◆ **Work order**
Extend the passage about the worker who died of heat stroke on the CTA Red Line renovation, picking up right after its final sentence.

Construction workers typically face many obstacles every day as a common component of their workplace. Heavy equipment, dangerous conditions and even the weather can all be detrimental to their safety. When someone is injured on the job, or even dies, it is necessary to examine the circumstances that allowed it to happen so that they are not later repeated with similar results.
An Illinois man died recently of heat stroke that he suffered while employed with an electrical contractor who was working on the CTA Red Line. The man became sick on his first day of work as he handled transportation and installation of pipe needed for the renovation efforts. He collapsed and was taken to a local hospital where he died the next day. The autopsy report lists heat stroke as the cause of death.
The Occupational Safety and Health Administration claims that the electrical contracting company did not have a program in place that dealt with extreme heat and its associated danger to their workers. OSHA said the company should have done more to ensure the injured man had time to adjust to the heat and the physical needs of his job. They have levied several thousand dollars worth of fines.

◆ **Record excerpts**

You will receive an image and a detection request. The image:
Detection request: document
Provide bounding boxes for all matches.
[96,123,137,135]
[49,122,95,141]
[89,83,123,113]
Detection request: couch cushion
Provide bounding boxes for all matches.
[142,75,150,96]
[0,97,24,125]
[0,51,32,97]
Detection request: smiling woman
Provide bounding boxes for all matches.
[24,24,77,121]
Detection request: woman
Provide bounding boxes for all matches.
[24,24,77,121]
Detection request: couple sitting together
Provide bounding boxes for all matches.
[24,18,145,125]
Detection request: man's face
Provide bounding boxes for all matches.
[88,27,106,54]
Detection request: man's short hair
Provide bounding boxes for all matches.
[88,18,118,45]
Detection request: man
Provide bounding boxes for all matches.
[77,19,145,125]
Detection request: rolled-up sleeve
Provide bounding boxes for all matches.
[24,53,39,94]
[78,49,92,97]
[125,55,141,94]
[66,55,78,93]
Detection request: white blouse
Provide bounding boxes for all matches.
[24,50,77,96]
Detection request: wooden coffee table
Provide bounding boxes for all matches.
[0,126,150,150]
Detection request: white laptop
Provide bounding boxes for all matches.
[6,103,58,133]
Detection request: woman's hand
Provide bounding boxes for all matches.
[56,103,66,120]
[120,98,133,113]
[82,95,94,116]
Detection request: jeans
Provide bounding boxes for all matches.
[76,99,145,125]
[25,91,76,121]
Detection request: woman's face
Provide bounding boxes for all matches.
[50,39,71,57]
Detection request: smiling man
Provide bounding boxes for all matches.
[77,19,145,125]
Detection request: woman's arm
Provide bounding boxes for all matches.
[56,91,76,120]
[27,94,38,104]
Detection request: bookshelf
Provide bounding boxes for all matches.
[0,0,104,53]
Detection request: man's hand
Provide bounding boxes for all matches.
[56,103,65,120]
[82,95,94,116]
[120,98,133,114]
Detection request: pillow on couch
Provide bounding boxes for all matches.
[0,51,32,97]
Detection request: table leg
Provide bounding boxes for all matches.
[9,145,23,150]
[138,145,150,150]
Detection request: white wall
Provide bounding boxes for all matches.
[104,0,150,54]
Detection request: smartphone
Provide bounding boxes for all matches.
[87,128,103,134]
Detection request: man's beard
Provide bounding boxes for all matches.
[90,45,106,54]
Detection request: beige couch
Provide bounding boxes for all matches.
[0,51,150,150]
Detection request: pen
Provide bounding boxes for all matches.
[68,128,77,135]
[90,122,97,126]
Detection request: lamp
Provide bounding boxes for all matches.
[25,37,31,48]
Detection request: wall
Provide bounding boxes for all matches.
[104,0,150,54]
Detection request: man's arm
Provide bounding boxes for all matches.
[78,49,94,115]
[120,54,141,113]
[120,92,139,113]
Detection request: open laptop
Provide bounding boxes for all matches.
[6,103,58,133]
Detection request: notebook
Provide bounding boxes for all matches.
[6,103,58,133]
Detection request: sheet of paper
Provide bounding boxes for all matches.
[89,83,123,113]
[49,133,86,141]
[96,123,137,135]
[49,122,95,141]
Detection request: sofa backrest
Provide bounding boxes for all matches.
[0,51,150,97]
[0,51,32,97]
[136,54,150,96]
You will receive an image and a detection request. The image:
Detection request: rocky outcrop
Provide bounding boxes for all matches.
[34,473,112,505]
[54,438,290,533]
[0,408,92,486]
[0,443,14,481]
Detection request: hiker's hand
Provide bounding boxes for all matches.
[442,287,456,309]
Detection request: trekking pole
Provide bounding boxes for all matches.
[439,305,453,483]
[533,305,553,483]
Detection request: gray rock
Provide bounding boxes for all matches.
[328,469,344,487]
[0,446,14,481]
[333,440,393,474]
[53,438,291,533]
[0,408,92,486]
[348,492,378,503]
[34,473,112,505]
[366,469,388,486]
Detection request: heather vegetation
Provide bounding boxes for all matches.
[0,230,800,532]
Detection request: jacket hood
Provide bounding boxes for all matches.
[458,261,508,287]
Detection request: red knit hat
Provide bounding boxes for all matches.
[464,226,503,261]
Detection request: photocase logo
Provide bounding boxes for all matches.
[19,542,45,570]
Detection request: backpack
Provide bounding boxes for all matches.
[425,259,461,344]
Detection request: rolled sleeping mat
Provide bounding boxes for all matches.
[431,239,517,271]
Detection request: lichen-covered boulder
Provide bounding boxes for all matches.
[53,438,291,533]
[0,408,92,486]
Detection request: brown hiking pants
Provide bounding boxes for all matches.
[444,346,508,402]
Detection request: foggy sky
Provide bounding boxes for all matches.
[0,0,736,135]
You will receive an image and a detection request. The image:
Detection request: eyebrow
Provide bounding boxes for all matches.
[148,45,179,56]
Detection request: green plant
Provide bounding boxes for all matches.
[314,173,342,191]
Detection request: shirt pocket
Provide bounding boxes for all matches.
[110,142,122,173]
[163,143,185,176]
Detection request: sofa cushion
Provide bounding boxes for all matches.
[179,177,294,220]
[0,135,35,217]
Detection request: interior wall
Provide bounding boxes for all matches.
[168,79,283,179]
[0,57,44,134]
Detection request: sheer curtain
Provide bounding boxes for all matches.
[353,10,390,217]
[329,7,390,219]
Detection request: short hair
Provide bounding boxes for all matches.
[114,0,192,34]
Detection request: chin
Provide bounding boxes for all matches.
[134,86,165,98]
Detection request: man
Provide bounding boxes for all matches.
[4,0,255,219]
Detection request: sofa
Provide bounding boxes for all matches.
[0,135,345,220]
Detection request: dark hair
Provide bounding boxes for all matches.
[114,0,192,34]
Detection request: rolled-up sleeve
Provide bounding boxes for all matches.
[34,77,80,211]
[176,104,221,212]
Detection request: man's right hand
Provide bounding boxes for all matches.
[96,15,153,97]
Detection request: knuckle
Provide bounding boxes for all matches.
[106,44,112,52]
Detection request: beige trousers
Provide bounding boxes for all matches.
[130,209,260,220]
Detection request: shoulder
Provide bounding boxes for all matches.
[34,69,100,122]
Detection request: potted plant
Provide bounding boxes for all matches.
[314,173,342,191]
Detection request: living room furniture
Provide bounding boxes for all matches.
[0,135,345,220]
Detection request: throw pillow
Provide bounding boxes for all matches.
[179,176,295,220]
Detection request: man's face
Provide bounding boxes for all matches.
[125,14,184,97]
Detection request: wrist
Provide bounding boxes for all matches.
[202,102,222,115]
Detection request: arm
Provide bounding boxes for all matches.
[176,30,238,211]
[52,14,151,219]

◆ **Written response**
The company countered that they have a heat illness program in place that goes above and beyond what is required. They say the plan was enforced, and that fines are not an acceptable response to what had happened. They plan to dispute OSHA’s findings.
When someone is injured on the job in Illinois, their employer should be held to a high standard of accountability. This is especially true when that injury results in death. In this case, the man’s family may be eligible for workers’ compensation benefits. While compensation won’t change what happened, it could provide the family with the means to move past the accident and its consequences.